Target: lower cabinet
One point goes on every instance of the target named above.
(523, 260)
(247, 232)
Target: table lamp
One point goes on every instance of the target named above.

────────────────────

YOUR INSTRUCTIONS.
Copy out the records above line for line, with no changes.

FULL OUTPUT.
Target: lower cabinet
One point goes on every instance of the target named above.
(523, 260)
(247, 232)
Target: table lamp
One point goes on every instance of the target named above.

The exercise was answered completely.